Passage to read.
---+---

Atmospheric CO2 concentrations are increasing at an accelerating rate (NOAA, USA), casting doubt on the viability of the human race. According to the IEA's roadmap published in 2021, global CO2 emissions should have been slowing down by 2025 and reduced to around 30 billion tons per year (p. 152 of the roadmap), but in reality, it has been reported that the global emissions have exceeded the 40 billion ton (40 gigatons) mark in 2023 (Energy Institute, UK, 2024). It has been scientifically proven that the increase in atmospheric CO2 concentration contributes to global warming (Syukuro Manabe, Nobel Prize in Physics 2021) and that the increase in atmospheric CO2 concentration is primarily anthropogenic (IPCC AR6 WG1, Chapters 1 & 3; see also the website of the Royal Society). In fact, the global temperature has been steadily increasing (Copernicus, EU), and in particular from 2023 to 2024, it clearly exceeded the previous global average temperature and set a new record high (Copernicus, EU).
The recent climate changes are causing natural disasters (UNEP), hungers (WFP), and health problems (WHO) on a global scale. From a different perspective, some researchers pointed out fundamental problems with humans as a species, such as the concern that humans may not be able to maintain concentration (and hence intellectual activities may be hindered) if CO2 concentrations exceed 1000 ppm (Satish et al., 2012). In this way, the problem of rising atmospheric concentrations of CO2 not only jeopardizes the future survival of humanity but also poses an imminent danger to our current lives and the order and well-being of our society.
When considering solutions to this problem, the most important perspective is the "quantity perspective." As mentioned above, humans currently emit approximately 40 billion tons of CO2 annually. Japan emits about 1 billion tons annually (Ministry of the Environment of Japan, April 2022). In particular, Japan's top 10 emission sources emit more than 10 million tons at a single location (Kiko Network, 2017, in Japanese).

---+---

Dataset excerpts.
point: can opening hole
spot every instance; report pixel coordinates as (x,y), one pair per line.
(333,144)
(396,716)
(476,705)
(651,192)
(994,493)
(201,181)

---+---

Reproduce everything in the passage on rising CO2 from "When considering solutions" down to "2017, in Japanese).". Answer from the passage on rising CO2 alone.

Result below.
When considering solutions to this problem, the most important perspective is the "quantity perspective." As mentioned above, humans currently emit approximately 40 billion tons of CO2 annually. Japan emits about 1 billion tons annually (Ministry of the Environment of Japan, April 2022). In particular, Japan's top 10 emission sources emit more than 10 million tons at a single location (Kiko Network, 2017, in Japanese).